- _What you are asked to do_
Word for word, restate every line from the one with "window. Return only the coordinates." through the end of the records below, both included, and add nothing.

** Opening Extracted entries block **

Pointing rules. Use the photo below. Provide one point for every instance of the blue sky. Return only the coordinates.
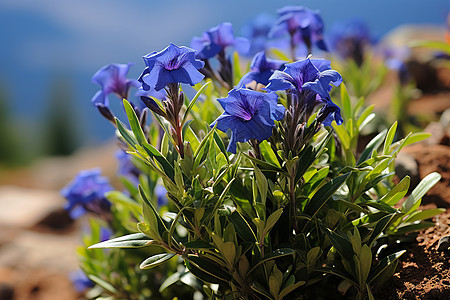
(47, 39)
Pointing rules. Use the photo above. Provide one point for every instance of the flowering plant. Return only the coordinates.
(266, 200)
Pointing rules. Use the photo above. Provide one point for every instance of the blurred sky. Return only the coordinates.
(49, 41)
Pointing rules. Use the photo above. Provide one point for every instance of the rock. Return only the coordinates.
(56, 220)
(438, 133)
(444, 244)
(23, 208)
(6, 291)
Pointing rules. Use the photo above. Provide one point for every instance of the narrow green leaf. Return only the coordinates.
(135, 240)
(373, 145)
(397, 192)
(321, 197)
(134, 122)
(383, 264)
(362, 117)
(422, 188)
(161, 226)
(191, 104)
(274, 255)
(424, 214)
(106, 285)
(381, 225)
(242, 228)
(346, 104)
(256, 286)
(389, 138)
(272, 220)
(131, 141)
(342, 134)
(156, 260)
(268, 154)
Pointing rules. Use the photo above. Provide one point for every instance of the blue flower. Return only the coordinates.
(112, 79)
(302, 24)
(256, 31)
(348, 39)
(261, 69)
(172, 65)
(86, 193)
(309, 82)
(217, 39)
(249, 115)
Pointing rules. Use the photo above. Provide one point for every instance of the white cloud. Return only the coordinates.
(103, 31)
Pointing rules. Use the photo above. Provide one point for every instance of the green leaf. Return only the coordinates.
(362, 117)
(242, 228)
(208, 267)
(416, 137)
(191, 104)
(261, 182)
(279, 54)
(154, 153)
(274, 255)
(290, 288)
(365, 258)
(135, 240)
(106, 285)
(404, 229)
(381, 225)
(345, 102)
(119, 197)
(437, 45)
(321, 197)
(397, 192)
(198, 244)
(256, 286)
(422, 188)
(272, 220)
(161, 227)
(268, 154)
(389, 138)
(156, 260)
(202, 151)
(342, 134)
(125, 133)
(383, 264)
(373, 145)
(341, 244)
(134, 122)
(311, 258)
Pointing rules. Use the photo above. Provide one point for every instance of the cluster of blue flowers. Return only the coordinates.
(251, 107)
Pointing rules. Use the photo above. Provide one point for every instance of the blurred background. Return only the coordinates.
(49, 130)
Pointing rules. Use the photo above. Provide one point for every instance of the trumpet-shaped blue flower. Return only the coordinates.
(249, 115)
(86, 193)
(302, 24)
(261, 68)
(112, 79)
(172, 65)
(309, 81)
(256, 31)
(217, 39)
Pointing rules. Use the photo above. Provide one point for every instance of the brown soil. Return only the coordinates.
(423, 271)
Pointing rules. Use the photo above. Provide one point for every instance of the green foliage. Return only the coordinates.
(265, 223)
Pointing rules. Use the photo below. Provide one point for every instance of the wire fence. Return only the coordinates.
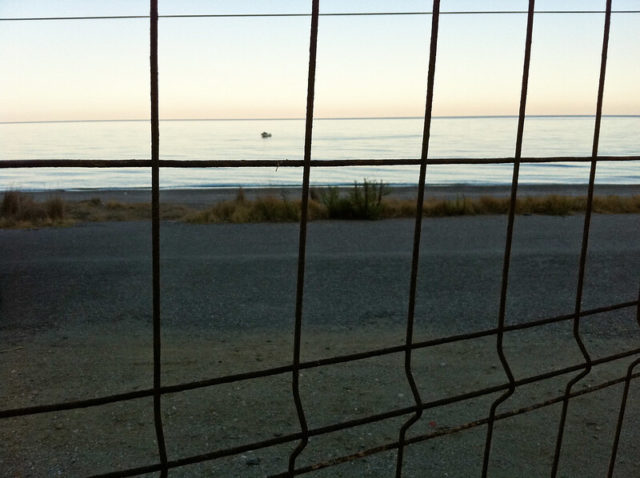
(412, 414)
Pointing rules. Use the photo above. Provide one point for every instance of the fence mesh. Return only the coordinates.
(575, 377)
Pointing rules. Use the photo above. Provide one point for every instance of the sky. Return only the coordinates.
(368, 66)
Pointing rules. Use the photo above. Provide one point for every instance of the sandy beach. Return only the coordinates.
(75, 323)
(204, 197)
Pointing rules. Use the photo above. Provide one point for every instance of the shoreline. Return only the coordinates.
(203, 197)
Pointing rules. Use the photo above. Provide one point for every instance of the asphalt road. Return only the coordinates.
(244, 276)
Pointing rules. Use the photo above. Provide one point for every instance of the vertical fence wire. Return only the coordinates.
(509, 240)
(623, 403)
(302, 243)
(416, 238)
(585, 244)
(155, 231)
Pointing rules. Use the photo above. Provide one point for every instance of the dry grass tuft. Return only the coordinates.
(19, 209)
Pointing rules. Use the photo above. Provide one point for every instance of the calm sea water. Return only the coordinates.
(332, 139)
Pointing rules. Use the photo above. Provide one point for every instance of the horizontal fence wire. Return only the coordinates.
(291, 163)
(327, 14)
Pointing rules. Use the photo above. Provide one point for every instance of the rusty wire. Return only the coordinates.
(584, 246)
(415, 260)
(509, 240)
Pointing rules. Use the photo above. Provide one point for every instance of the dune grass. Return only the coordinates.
(370, 200)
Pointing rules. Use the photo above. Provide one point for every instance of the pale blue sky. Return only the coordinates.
(257, 67)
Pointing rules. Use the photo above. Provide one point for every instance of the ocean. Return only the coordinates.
(451, 137)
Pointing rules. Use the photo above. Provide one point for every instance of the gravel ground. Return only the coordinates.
(75, 323)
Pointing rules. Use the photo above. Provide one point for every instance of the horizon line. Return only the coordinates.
(321, 118)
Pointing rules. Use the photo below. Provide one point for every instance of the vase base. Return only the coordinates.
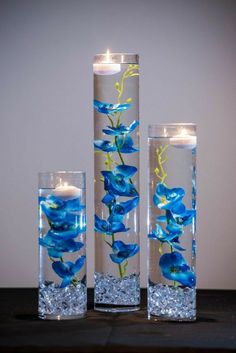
(167, 318)
(61, 317)
(106, 308)
(171, 303)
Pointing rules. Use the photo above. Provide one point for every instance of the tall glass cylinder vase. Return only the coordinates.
(172, 222)
(116, 162)
(62, 254)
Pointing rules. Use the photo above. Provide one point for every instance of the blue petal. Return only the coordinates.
(109, 108)
(125, 207)
(121, 129)
(124, 250)
(74, 205)
(66, 234)
(54, 201)
(65, 282)
(126, 171)
(54, 253)
(116, 183)
(161, 219)
(53, 214)
(108, 199)
(116, 259)
(174, 267)
(104, 145)
(101, 225)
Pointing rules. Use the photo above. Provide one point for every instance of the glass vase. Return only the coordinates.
(172, 222)
(116, 164)
(62, 248)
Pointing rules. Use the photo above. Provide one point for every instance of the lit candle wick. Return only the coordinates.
(183, 140)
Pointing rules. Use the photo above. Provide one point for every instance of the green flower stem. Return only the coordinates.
(110, 119)
(120, 271)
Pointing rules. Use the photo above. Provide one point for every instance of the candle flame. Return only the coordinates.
(183, 132)
(108, 56)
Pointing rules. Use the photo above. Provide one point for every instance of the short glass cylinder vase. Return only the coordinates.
(116, 164)
(62, 247)
(172, 222)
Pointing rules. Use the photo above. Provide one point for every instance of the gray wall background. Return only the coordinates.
(188, 60)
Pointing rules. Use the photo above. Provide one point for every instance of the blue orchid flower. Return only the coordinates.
(122, 251)
(67, 270)
(117, 182)
(165, 198)
(172, 238)
(111, 226)
(175, 268)
(109, 199)
(125, 144)
(122, 208)
(104, 145)
(182, 216)
(121, 129)
(74, 205)
(57, 246)
(109, 108)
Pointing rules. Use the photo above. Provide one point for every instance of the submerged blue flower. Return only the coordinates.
(172, 238)
(175, 268)
(117, 182)
(125, 144)
(122, 251)
(122, 208)
(121, 129)
(64, 215)
(57, 246)
(165, 198)
(109, 199)
(104, 145)
(111, 226)
(182, 216)
(67, 269)
(109, 108)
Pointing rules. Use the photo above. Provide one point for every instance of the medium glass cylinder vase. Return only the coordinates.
(172, 222)
(62, 253)
(116, 163)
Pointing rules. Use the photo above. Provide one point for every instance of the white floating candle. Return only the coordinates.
(106, 67)
(183, 140)
(67, 192)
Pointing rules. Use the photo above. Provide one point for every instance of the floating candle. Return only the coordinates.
(106, 67)
(183, 140)
(67, 192)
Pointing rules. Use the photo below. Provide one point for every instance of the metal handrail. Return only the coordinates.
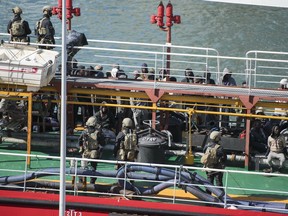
(173, 198)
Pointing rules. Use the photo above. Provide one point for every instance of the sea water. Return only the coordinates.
(230, 28)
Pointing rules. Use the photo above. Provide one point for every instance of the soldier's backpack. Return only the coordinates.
(92, 140)
(130, 144)
(210, 156)
(39, 30)
(17, 28)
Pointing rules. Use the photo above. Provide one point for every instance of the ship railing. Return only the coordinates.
(174, 191)
(259, 69)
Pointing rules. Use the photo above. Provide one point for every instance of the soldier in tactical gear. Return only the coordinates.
(221, 157)
(18, 28)
(126, 142)
(91, 142)
(44, 30)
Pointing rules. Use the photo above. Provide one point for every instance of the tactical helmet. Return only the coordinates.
(215, 135)
(91, 122)
(47, 8)
(17, 10)
(127, 123)
(283, 81)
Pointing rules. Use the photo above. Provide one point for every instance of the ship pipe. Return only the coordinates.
(184, 175)
(198, 193)
(187, 177)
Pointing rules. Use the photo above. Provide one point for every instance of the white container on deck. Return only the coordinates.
(27, 65)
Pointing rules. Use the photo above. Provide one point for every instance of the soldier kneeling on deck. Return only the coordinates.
(91, 142)
(126, 142)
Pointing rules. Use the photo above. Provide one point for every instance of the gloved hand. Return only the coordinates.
(267, 152)
(81, 150)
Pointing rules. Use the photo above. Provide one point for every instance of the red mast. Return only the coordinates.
(70, 11)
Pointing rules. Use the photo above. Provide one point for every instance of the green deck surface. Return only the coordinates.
(235, 180)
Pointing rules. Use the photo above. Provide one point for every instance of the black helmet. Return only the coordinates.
(17, 10)
(47, 9)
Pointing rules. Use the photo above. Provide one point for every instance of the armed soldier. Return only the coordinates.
(91, 142)
(18, 28)
(126, 142)
(45, 31)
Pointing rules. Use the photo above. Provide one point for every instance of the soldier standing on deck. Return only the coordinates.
(18, 28)
(44, 29)
(91, 142)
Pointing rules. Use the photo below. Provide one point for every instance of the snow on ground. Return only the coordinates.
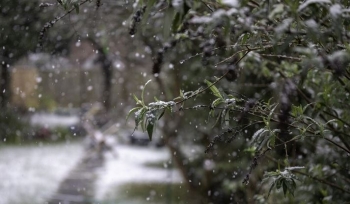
(51, 120)
(128, 167)
(31, 174)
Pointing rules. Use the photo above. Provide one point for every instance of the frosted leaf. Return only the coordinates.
(294, 168)
(335, 10)
(307, 3)
(283, 26)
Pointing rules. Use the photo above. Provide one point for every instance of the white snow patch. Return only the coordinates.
(50, 120)
(31, 174)
(129, 167)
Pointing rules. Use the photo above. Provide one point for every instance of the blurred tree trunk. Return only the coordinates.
(4, 85)
(106, 65)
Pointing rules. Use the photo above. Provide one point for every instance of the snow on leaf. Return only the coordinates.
(308, 2)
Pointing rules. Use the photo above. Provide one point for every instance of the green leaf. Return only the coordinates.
(150, 130)
(271, 187)
(176, 22)
(161, 114)
(138, 102)
(139, 116)
(76, 6)
(285, 188)
(213, 88)
(131, 111)
(143, 91)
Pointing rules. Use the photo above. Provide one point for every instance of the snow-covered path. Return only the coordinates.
(31, 174)
(128, 166)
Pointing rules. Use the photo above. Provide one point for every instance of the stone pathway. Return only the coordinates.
(78, 186)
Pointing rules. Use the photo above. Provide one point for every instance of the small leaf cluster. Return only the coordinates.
(282, 179)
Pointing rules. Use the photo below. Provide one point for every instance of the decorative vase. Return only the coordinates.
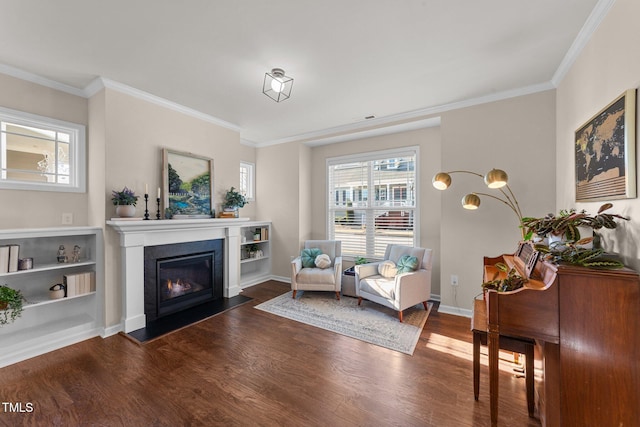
(125, 211)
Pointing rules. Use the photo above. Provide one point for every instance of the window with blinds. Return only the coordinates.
(372, 201)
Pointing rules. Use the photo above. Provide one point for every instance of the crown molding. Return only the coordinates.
(99, 83)
(593, 21)
(42, 81)
(399, 122)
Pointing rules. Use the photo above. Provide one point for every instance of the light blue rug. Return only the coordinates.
(369, 322)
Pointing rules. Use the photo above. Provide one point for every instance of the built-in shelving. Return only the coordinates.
(48, 324)
(255, 253)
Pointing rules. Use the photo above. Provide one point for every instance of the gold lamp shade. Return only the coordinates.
(471, 201)
(441, 180)
(496, 178)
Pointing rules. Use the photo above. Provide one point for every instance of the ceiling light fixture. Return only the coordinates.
(276, 85)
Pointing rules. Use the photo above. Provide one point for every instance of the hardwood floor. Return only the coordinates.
(247, 367)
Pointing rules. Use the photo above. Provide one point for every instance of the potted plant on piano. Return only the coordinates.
(10, 304)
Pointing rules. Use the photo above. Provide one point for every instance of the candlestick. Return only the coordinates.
(146, 206)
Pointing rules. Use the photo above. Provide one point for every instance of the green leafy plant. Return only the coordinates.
(124, 197)
(576, 254)
(234, 199)
(10, 304)
(566, 223)
(511, 282)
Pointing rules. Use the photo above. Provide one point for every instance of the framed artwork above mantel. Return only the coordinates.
(605, 157)
(188, 185)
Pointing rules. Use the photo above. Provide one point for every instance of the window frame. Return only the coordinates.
(330, 196)
(251, 180)
(77, 152)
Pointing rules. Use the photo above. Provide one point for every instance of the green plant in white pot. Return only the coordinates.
(233, 200)
(10, 304)
(125, 202)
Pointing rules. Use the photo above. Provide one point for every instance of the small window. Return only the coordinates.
(41, 153)
(247, 180)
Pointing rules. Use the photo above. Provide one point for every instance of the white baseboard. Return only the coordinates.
(457, 311)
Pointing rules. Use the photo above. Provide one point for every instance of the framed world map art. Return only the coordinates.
(605, 152)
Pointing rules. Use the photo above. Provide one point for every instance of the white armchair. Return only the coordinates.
(402, 291)
(319, 279)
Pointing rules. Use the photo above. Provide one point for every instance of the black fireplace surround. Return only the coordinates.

** Closing Extracted entries block **

- _Output_
Pointing rules. Use the photo above. Provide one point for every instance of the small window. Return only the coordinates.
(41, 153)
(247, 180)
Pointing rules. Use the photo above. Provide one point for every instance of the white baseboard. Return only the coordinates.
(457, 311)
Pointing rules. Use the photo above. Provide one point for every instance of the framed world map art. Return only the coordinates.
(605, 152)
Pointing rules. Use the photo above. Provide one point for every instance of the white armchair. Return only the coordinates.
(402, 291)
(319, 279)
Pointing rules. Use the photo above. Provide one point for every instance of the black fireplace surround. Return only the coordinates.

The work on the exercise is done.